Halaman ->
———

Ini catatan perjalanan sehari hari menuju kantor di Pandaan (Pasuruan) melewati Porong yang terkenal dengan musibah Lumpur Lapindo. Bukan catatan sih, karena, dari masih mengenyam pendidikan di bangku sekolah, gue paling males yang namanya nyatet. Lebih tepatnya: Potret perjalanan melewati lumpur Lapindo. Inilah kenyataan.
Perjalanan dimulai disini.
Akan ketemu Masjid Agung spt ini.
Ketemu ujung tol. Dulu masih puluhan KM lagi di Gempol.
Kolong tol yang dirubuhin. Kalau rubuh sendiri takutnya nimpa orang.
Tk. Ojek siap jadi penunjuk jalan tikus dgn bayaran 'lumayan' (30rb - 50rb tergantung Nego).
Tanggulnya dulu ngga sepanjang ini (sudah mau nyampe Pusat Wisata Kulit Tanggulangin).
Lumpurnya tak henti menyembur. Kian hari malah kian membesar. Kadang di senja hari terlihat mengerikan.
Trus mau diapain?
Ojek wisata Lumpur Lapindo, siap mengantar keliling tanggul. Tarifnya berapa ya sekali putar?
Tanggulnya juga bisa dilewati mobil.
Kota MATI.
Disini bekas gas yang menyembur, makanya dipasangin police line dan tanda larangan merokok. Masih banyak titik2 lain semburan gas kecil semacam ini.

———

Baris Tersedia ->

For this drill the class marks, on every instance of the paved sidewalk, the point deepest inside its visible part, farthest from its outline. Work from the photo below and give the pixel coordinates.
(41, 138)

———

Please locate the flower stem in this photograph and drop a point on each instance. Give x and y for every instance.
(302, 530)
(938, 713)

———

Perintah Tugas -> Salin tanpa mengubah apa pun bagian catatan perjalanan melewati lumpur Lapindo yang dibuka dengan kata-kata berisi "Akan ketemu Masjid" dan ditutup dengan "kecil semacam ini.".

Jawaban Tugas ->
Akan ketemu Masjid Agung spt ini.
Ketemu ujung tol. Dulu masih puluhan KM lagi di Gempol.
Kolong tol yang dirubuhin. Kalau rubuh sendiri takutnya nimpa orang.
Tk. Ojek siap jadi penunjuk jalan tikus dgn bayaran 'lumayan' (30rb - 50rb tergantung Nego).
Tanggulnya dulu ngga sepanjang ini (sudah mau nyampe Pusat Wisata Kulit Tanggulangin).
Lumpurnya tak henti menyembur. Kian hari malah kian membesar. Kadang di senja hari terlihat mengerikan.
Trus mau diapain?
Ojek wisata Lumpur Lapindo, siap mengantar keliling tanggul. Tarifnya berapa ya sekali putar?
Tanggulnya juga bisa dilewati mobil.
Kota MATI.
Disini bekas gas yang menyembur, makanya dipasangin police line dan tanda larangan merokok. Masih banyak titik2 lain semburan gas kecil semacam ini.